▸ Problems to work on:
(a) Extract the part of the LED element passage from "In other words, the above" up to and including "within the light-emitting layer.".
(b) Turn the listing from the line with "Keypoint placement: for each instance of the red plaid" up to and including the line with "[(206, 408)]" into a Markdown table with the columns Row and Line, leaving out blank lines. Include only those lines.

▸ Selected extract:

>> START

Also, with respect to the vertical direction, the conductive oxide film layer is formed on the lower layer of the p-type first semiconductor layer at a position facing the electrode (hereafter occasionally referred to as “n-side electrode”) formed on the upper layer of the n-type third semiconductor layer. Although having a smaller specific resistance as compared with an insulating layer such as SiO₂, the conductive oxide film layer can be made to have a specific resistance of about hundred times as large as that of the conductive layer (for example, Ag, hereafter occasionally referred to as “p-side conductive layer”) formed on the lower layer of the first semiconductor layer. For this reason, when a voltage is applied between the p-side conductive layer and the n-side electrode, a current flows along a current path that goes from the p-side conductive layer formed at a site that is in contact with the p-type first semiconductor layer towards the n-side electrode via the light-emitting layer. The conductive oxide film layer is formed on the upper layer of the p-side conductive layer at a site facing the n-side electrode in the vertical direction. In other words, the p-side conductive layer is in contact with the first semiconductor layer at a position that does not face the n-side electrode in the vertical direction. As a result of this, when a voltage is applied between the p-side conductive layer and the n-side electrode, the current can be let to flow via a current path having a certain width in the horizontal direction within the light-emitting layer, whereby the region where the current flows within the light-emitting layer is widened in the horizontal direction to increase the light emission efficiency of the LED element.
In other words, the above construction makes it possible to prevent inviting a situation such as cracks or exfoliation at a layer interface at the time of production while ensuring horizontal-direction widening of a current flowing within the light-emitting layer.
The LED element described above can be formed by passing through the following steps. In other words, the production method includes:
a step (a) of preparing a sapphire substrate;
a step (b) of forming the third semiconductor layer, the light-emitting layer, the second semiconductor layer, and the first semiconductor layer on the upper layer of the sapphire substrate in this order from below;
a step (c) of forming a conductive oxide film layer made of a material having a thermal expansion coefficient of 1×10⁻⁶/K or more and 1×10⁻⁵/K or less at a first predetermined site of an upper layer of the first semiconductor layer;
a step (d) of forming a conductive layer so as to cover an exposed portion of an upper surface of the first semiconductor layer and an upper surface of the conductive oxide film layer;
a step (e) of bonding a bottom surface of a support substrate made of a conductor or a semiconductor onto an upper surface of the conductive layer directly or via another conductive layer;
a step (f) of exfoliating the sapphire substrate by radiating laser light from above in a state in which the support substrate is positioned at a bottom and the sapphire substrate is positioned at a top, so as to expose an upper surface of the third semiconductor layer; and
a step (g) of forming an electrode on the upper layer of the third semiconductor layer at a position above the first predetermined site.

>> END

▸ Material for the task:
>> START

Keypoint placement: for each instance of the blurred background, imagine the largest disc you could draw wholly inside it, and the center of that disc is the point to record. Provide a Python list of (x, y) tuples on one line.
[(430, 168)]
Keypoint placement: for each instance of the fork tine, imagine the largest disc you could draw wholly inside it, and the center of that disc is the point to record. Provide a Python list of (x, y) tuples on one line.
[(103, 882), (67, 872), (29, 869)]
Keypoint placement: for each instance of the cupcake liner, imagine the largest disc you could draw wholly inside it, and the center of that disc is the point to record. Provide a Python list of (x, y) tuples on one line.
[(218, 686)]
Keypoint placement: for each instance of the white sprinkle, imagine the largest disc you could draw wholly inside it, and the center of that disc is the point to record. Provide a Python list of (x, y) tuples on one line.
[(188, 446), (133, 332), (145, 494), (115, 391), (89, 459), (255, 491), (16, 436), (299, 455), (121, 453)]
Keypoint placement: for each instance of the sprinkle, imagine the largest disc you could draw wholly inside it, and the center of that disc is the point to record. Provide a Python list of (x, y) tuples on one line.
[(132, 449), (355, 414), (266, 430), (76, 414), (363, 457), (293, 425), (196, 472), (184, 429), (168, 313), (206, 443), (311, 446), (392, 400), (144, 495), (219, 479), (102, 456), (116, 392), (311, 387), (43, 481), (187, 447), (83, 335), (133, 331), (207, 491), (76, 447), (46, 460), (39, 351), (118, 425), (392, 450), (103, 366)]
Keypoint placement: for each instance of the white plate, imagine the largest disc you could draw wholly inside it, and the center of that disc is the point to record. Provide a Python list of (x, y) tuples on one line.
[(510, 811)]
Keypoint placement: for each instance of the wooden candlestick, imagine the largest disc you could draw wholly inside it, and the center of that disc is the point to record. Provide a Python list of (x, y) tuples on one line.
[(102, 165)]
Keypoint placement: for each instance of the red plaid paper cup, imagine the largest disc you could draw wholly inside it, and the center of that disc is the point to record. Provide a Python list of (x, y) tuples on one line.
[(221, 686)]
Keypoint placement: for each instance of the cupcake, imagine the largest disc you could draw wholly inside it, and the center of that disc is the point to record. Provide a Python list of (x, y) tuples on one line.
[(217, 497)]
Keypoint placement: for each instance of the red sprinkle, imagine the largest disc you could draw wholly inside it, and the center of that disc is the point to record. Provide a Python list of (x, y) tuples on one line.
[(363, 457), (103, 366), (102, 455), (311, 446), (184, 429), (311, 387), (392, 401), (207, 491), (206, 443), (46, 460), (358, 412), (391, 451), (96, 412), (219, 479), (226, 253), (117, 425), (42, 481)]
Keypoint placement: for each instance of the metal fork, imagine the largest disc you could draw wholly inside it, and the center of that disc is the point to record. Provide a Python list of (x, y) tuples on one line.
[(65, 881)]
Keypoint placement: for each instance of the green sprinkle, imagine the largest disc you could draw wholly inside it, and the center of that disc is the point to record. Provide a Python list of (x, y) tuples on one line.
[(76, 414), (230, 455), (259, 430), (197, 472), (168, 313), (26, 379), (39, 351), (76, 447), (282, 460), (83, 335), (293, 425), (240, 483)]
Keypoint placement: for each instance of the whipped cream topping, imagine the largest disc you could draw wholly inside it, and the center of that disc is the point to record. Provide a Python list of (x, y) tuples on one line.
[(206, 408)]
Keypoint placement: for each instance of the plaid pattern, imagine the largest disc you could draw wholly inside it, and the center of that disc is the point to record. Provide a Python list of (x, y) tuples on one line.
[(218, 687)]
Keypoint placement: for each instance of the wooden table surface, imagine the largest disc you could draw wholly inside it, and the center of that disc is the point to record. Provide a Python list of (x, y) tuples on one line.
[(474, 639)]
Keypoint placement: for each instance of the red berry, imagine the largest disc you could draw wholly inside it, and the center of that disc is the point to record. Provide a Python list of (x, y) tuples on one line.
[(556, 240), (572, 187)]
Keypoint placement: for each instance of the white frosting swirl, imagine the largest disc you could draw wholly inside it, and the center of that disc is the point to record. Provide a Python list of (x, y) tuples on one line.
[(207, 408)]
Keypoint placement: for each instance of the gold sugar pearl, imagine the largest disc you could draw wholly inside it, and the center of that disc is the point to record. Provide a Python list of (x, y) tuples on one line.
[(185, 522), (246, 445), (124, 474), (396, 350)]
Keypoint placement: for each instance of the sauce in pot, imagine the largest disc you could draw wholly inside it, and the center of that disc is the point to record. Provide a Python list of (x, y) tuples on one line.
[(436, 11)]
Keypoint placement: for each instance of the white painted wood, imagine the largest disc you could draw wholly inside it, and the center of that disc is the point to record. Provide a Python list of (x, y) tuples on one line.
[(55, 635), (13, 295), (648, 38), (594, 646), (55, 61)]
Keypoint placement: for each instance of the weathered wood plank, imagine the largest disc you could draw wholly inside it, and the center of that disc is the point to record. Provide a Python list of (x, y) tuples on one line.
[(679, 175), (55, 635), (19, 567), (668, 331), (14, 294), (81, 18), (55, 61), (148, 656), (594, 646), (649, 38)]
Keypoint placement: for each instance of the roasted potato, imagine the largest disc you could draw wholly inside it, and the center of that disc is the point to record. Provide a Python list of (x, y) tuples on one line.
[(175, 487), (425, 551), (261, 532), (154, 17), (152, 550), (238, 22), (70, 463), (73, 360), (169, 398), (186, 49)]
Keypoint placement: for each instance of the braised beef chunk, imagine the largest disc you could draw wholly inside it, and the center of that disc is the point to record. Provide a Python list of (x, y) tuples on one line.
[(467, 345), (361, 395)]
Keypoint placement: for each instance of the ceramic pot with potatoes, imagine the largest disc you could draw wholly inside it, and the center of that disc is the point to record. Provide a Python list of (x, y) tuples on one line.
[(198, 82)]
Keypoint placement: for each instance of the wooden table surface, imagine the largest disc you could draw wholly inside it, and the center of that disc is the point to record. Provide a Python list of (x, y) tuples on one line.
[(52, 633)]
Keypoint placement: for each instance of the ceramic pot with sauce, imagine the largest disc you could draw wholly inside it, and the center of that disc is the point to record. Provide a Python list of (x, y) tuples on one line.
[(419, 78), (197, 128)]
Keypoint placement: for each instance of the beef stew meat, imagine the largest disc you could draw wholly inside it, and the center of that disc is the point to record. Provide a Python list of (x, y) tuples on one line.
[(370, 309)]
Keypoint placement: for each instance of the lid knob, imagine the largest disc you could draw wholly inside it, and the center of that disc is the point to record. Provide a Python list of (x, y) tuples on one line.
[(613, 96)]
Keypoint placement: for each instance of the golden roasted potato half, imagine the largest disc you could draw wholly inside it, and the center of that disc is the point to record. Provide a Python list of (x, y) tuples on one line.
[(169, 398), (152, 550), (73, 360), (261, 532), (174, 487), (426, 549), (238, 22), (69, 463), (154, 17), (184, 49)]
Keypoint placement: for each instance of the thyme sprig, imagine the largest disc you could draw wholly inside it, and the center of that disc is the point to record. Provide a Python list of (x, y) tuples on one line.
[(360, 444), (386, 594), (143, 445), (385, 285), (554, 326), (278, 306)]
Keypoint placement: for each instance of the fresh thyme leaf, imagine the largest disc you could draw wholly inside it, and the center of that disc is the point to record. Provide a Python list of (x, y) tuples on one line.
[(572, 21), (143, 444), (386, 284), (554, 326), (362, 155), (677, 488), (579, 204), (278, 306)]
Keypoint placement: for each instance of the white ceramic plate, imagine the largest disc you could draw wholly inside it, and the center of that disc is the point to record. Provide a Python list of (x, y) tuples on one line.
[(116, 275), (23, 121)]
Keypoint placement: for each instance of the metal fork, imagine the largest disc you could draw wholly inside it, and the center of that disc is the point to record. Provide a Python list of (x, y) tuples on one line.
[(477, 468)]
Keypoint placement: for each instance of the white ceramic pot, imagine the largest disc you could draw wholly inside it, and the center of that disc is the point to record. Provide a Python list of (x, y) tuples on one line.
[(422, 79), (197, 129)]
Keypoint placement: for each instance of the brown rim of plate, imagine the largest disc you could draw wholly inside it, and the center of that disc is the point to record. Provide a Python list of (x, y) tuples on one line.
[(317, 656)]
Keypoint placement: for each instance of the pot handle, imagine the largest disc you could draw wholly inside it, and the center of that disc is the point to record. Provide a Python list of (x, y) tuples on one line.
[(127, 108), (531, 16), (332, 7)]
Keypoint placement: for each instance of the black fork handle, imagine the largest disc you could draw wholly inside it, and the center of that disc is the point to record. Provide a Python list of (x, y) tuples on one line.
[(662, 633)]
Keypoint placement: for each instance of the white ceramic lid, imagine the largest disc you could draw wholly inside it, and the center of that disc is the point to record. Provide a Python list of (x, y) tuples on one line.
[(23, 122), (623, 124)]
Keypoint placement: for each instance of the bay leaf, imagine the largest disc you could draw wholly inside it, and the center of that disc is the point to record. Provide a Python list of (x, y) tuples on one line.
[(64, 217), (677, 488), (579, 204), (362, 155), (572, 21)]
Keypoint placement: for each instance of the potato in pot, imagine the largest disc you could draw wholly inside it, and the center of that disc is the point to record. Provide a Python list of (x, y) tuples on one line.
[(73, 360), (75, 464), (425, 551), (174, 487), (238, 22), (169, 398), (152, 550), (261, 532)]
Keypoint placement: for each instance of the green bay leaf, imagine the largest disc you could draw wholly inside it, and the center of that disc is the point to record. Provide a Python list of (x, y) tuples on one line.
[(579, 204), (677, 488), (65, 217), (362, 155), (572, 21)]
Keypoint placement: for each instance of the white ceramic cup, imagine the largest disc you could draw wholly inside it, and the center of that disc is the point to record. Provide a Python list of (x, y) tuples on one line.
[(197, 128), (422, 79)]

>> END

▸ The results:
(a)
In other words, the above construction makes it possible to prevent inviting a situation such as cracks or exfoliation at a layer interface at the time of production while ensuring horizontal-direction widening of a current flowing within the light-emitting layer.

(b)
| Row | Line |
|---|---|
| 1 | Keypoint placement: for each instance of the red plaid paper cup, imagine the largest disc you could draw wholly inside it, and the center of that disc is the point to record. Provide a Python list of (x, y) tuples on one line. |
| 2 | [(221, 686)] |
| 3 | Keypoint placement: for each instance of the cupcake, imagine the largest disc you could draw wholly inside it, and the center of that disc is the point to record. Provide a Python list of (x, y) tuples on one line. |
| 4 | [(217, 497)] |
| 5 | Keypoint placement: for each instance of the red sprinkle, imagine the largest disc you could draw wholly inside it, and the center of that disc is the point to record. Provide a Python list of (x, y) tuples on one line. |
| 6 | [(363, 457), (103, 366), (102, 455), (311, 446), (184, 429), (311, 387), (392, 401), (207, 491), (206, 443), (46, 460), (358, 412), (391, 451), (96, 412), (219, 479), (226, 253), (117, 425), (42, 481)] |
| 7 | Keypoint placement: for each instance of the metal fork, imagine the largest disc you could draw wholly inside it, and the center of that disc is the point to record. Provide a Python list of (x, y) tuples on one line. |
| 8 | [(65, 881)] |
| 9 | Keypoint placement: for each instance of the green sprinkle, imagine the largest disc you could draw wholly inside it, and the center of that disc is the point to record. Provide a Python list of (x, y) tuples on one line. |
| 10 | [(76, 414), (230, 455), (259, 430), (197, 472), (168, 313), (26, 379), (39, 351), (76, 447), (282, 460), (83, 335), (293, 425), (240, 483)] |
| 11 | Keypoint placement: for each instance of the whipped cream topping, imagine the largest disc you could draw wholly inside it, and the center of that disc is the point to record. Provide a Python list of (x, y) tuples on one line. |
| 12 | [(206, 408)] |